It is really important to remember that the force and distance of the equation above have to be parallel! That mean that if someone is walking around (on a flat surface) carying a tray he is not doing any work on it. The distance the person is going is perpendicular to the force that is pushing the tray up. Now imagine that someone is walking up the stairs,  the distance now is parallel to the force, that in this case is the weight of the person. Remember that if you were to calculate the work done by the person climbing up the stairs you wold use the distance from the very top straight down, not the diagonal extension of the stairs! What matters in the stairs scenario is how far up from the ground you are, not how much distance you walked. Remember that if you are pushing against a wall, you are not doing work on the wall since its not moving, but you are doing work within yourself inside your body.

Power:

Power is a rate of  how fast work is being done! The equations for power is


Power = work/time

Imagine that there is a race up the stairs and both participants have the same weight (force is constant), which of the competitors would have more power? The one that won the race! The winer of the race would have more power because he would have done the same amount of work (since the distance and force are constant) in a shorter amount of time!

Potential Energy:

Pontial Energy is the energy of possition, is the energy stored in "readiness", the energy that has the potential of doing work. Because Potential Energy is the energy of possition, ther higher something is from the ground the more PE it has! The Equation for Potential Energy is:

PE = mgh

Kinetic Energy:

Kinetic Energy is the energy of movement! The faster something is moving the more kinetic energy it has. The equation for Kinetic Energy is

KE = 1/2mv2

Another important thing to remember about KE is that the change in kinetic energy is equal to work. Therefore...

 change in KE = fd

Work = 1/2 mv2

Conservation of Energy:

Conservation of Energy's simple deffinition is enegy in is equal to energy out! Based on that deffinition we can talk about the relationship between the kinetic energy and potential energy. Let's say that there is a person jumping from a rock to the sea, when the person is on the top of the rock and about to jump he has PE. When he jumps from the rock he loses height and therefore loses PE  (PE = mgh), but since we have established that energy in is equal to energy out, the energy can't be lost right? Right, the energy is being transformed from PE to KE. Now the person does not have as much height but it is a greater velocity therefore no energy is lost, it is only transfered.

The same idea applies to roller coasters, the same hill is always the highest one so that it accumulates enough energy to go through all the elevations. As the car goes down, the PE goes down but KE goes up. If added together at any part of the ride, the KE and PE of the car will equal the PE that the car had on the first hill.

Machines:

Machines can be understood by using the concept of conservation of energy. We said earlier that energy in = energy out and that change in KE = work. That means that the work in also equals the work out! A machine works by increasing the distance you put in in order to decrease the force (work = fd).  To decrease the force you have to exert, you will have to pull for a longer distance and the distance that the object will move will be smaller that the one you pulled. Regardless of how the distances turn out to be the work in wil always equal the work out.

Listed records:
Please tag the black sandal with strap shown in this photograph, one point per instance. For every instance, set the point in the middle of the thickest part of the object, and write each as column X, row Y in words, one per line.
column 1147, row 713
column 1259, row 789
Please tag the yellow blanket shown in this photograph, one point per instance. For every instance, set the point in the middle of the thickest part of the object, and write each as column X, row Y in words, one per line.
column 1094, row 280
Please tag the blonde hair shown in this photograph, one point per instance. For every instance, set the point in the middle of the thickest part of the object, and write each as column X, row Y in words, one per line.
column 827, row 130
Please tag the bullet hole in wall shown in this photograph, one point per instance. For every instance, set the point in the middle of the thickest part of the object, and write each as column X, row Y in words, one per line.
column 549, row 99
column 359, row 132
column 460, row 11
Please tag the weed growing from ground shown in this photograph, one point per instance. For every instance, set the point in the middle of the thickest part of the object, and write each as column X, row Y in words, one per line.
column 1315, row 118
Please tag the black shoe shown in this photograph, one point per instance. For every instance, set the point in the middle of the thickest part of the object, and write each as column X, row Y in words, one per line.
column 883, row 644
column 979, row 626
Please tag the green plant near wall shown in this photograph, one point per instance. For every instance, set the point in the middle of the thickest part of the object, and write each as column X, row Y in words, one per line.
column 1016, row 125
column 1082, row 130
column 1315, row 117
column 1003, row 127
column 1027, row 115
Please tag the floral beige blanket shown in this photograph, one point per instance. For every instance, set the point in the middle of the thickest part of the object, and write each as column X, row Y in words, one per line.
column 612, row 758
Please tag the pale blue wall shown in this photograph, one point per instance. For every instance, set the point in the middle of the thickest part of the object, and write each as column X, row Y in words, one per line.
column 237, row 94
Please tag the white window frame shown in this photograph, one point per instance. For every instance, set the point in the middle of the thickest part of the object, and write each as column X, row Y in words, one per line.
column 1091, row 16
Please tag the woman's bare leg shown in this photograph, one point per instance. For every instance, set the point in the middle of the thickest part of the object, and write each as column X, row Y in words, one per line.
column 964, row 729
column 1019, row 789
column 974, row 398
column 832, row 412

Requirement 1: Reproduce word for word the part of the notes on work and energy that opens with the words containing "change in KE = fd" and closes with "is only transfered.".
Requirement 2: Extend the notes on work, energy and machines, picking up right after their final sentence.

Final answer 1:
change in KE = fd

Work = 1/2 mv2

Conservation of Energy:

Conservation of Energy's simple deffinition is enegy in is equal to energy out! Based on that deffinition we can talk about the relationship between the kinetic energy and potential energy. Let's say that there is a person jumping from a rock to the sea, when the person is on the top of the rock and about to jump he has PE. When he jumps from the rock he loses height and therefore loses PE  (PE = mgh), but since we have established that energy in is equal to energy out, the energy can't be lost right? Right, the energy is being transformed from PE to KE. Now the person does not have as much height but it is a greater velocity therefore no energy is lost, it is only transfered.

Final answer 2:
Efficiency: 

In real life no machine works with 100% efficiency. There is always some energy that is transformed in something else, like in heat due to friction. The efficiency of a machine can be meassure by dividing the energy output by the energy input.

Reflection:

The first part of this unit was easy to understand. The concept of work seemed easy enough to understand. On the quizzes about work tough... I fell for every single one of the questions that asked how much work someone walking with their books is doing. No work, the  answer is no work! I found it hard not to be ready to plug in numbers that were given to me before analising if there was any work being done at all. When question asked for me to say what would happened to the work if the velocity was doubled I also got a little confused but after going over on of those questions with my teacher I now know what to do! The questions about the change in kinetic energy, when the velocity went from a number to another also tricked me. I made the mistake of calculating the difference in velocity first and using that number in the kinetic energy formular, while I learned that I should have calculated the kinetic energy of each individually, and then found the difference.  This energy was easy in theory but complicated in practice but after looking back to some quizzes I found out what mistakes I made and now know what not to do!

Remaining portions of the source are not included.